GIVEN EXERCISE » Repeat the lines from the one containing "Please point out the woman's" through the last line of the data, exactly, pictures omitted.

INPUT MATERIAL »
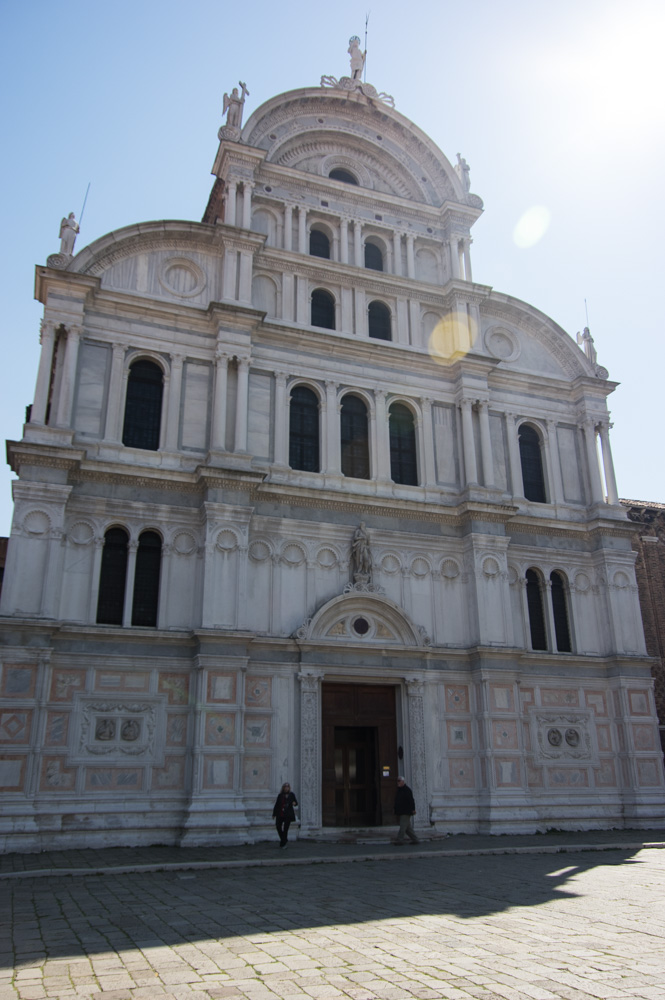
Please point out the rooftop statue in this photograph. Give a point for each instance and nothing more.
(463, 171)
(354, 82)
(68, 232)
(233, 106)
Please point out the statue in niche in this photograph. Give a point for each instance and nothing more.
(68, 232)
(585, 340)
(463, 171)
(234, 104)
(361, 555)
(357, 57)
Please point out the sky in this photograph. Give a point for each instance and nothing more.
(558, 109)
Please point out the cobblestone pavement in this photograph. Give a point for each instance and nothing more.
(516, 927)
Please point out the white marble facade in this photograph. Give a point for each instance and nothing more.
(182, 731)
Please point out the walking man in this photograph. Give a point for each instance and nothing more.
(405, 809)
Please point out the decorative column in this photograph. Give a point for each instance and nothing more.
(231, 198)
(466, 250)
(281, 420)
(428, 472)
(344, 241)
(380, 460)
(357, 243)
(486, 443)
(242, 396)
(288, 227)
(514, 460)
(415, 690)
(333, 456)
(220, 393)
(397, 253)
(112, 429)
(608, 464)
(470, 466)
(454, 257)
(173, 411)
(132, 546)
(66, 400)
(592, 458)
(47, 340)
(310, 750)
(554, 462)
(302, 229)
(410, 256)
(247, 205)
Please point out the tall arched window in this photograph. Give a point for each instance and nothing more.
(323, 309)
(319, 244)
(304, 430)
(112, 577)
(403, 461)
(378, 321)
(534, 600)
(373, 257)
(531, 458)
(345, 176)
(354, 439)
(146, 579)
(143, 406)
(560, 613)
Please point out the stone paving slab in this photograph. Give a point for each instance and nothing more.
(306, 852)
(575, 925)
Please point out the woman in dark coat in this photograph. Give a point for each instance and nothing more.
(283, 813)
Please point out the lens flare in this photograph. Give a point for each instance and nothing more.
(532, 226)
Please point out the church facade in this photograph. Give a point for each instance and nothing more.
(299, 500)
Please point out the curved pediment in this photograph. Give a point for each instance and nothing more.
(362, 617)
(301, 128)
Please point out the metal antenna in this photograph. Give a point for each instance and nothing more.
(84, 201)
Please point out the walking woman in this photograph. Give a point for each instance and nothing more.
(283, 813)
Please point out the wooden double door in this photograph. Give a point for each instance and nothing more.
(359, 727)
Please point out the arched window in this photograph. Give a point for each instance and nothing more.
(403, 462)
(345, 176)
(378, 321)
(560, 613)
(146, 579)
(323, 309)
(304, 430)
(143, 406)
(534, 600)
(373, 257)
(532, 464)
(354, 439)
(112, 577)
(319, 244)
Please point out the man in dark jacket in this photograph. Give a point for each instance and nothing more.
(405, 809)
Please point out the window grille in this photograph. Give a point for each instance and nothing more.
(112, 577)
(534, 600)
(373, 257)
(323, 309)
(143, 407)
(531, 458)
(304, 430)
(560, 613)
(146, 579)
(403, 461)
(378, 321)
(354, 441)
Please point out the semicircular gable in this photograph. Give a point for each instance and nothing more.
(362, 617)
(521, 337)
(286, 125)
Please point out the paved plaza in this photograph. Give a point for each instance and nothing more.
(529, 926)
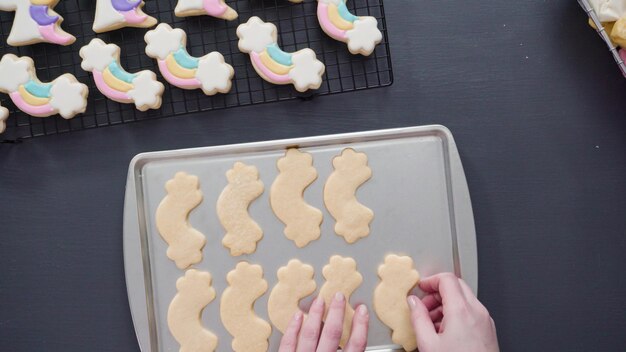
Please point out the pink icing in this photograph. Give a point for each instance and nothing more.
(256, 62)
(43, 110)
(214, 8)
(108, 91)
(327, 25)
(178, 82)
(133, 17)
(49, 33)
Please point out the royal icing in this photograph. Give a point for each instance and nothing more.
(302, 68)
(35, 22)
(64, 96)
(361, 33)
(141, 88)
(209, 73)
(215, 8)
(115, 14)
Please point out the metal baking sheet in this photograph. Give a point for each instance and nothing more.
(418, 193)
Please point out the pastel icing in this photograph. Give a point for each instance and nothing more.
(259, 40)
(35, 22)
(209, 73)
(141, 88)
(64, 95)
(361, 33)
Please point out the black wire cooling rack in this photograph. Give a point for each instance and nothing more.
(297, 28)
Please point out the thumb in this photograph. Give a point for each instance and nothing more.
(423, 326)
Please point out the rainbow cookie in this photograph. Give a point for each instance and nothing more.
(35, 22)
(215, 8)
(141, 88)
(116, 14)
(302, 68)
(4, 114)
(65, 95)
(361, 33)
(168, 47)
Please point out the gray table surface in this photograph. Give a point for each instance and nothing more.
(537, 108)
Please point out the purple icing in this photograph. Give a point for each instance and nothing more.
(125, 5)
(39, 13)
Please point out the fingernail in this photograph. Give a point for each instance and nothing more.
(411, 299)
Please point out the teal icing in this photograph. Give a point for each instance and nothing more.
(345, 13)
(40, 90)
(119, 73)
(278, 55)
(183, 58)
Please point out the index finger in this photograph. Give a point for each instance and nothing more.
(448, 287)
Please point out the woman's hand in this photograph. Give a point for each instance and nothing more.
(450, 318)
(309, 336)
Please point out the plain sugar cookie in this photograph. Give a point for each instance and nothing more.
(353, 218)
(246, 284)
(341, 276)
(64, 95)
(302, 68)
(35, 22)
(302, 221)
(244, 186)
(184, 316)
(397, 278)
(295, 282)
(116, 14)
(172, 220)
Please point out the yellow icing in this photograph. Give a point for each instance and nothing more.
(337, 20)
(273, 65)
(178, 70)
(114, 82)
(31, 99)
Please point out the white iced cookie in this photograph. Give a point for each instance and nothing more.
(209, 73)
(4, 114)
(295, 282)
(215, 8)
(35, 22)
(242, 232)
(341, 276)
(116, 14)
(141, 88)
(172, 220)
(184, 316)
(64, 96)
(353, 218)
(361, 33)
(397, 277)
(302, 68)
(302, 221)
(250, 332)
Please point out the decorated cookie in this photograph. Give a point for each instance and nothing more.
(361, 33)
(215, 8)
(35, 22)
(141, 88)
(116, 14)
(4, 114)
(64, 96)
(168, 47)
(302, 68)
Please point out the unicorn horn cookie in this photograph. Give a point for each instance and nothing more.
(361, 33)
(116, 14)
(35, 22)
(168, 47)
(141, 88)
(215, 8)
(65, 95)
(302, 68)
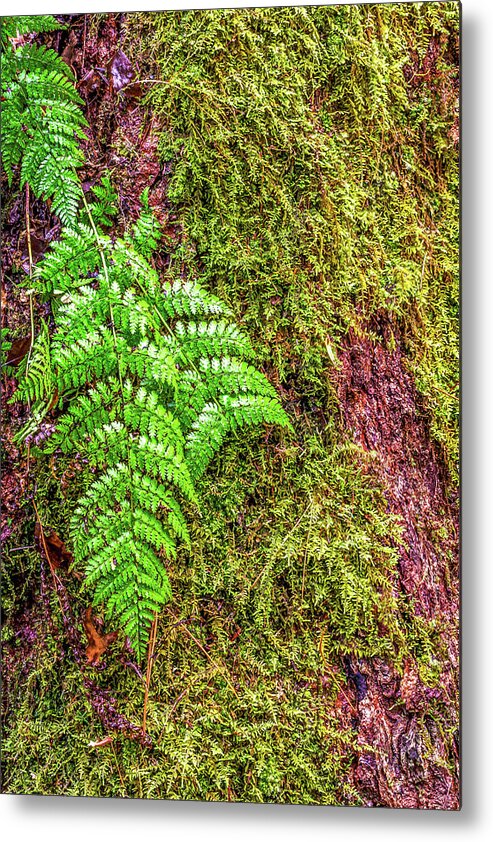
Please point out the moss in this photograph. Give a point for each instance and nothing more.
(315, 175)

RESPONSE BELOW »
Please point out the woman's hand in this photograph. Give a point for each instance and nothing more.
(450, 318)
(309, 336)
Please point out the plain sugar cookie in this photograph. Give a point for each instance and nothing more.
(353, 218)
(246, 284)
(341, 276)
(64, 95)
(302, 68)
(35, 22)
(302, 221)
(244, 186)
(184, 316)
(397, 278)
(295, 282)
(116, 14)
(172, 220)
Please point out the yellow icing in this photograph. Give a point for each instance and nothing more.
(337, 20)
(273, 65)
(178, 70)
(114, 82)
(31, 99)
Please point out the white iced cookie in this photograph. Give a point for each instance and nothing more.
(209, 73)
(4, 114)
(295, 282)
(215, 8)
(35, 22)
(242, 232)
(341, 276)
(116, 14)
(141, 88)
(172, 220)
(184, 316)
(64, 96)
(353, 218)
(361, 33)
(397, 277)
(302, 68)
(302, 221)
(250, 332)
Please point out the decorated cookie in this photograph. Give a point for each instance and nothing more.
(361, 33)
(215, 8)
(35, 22)
(141, 88)
(116, 14)
(4, 114)
(64, 96)
(168, 47)
(302, 68)
Please point out the unicorn horn cookie in this photograph. Give a point for each instance and nothing more.
(361, 33)
(116, 14)
(35, 22)
(168, 47)
(141, 88)
(215, 8)
(65, 95)
(302, 68)
Please point out the moss in this photograph. Give a point for each instance and nothing more.
(315, 175)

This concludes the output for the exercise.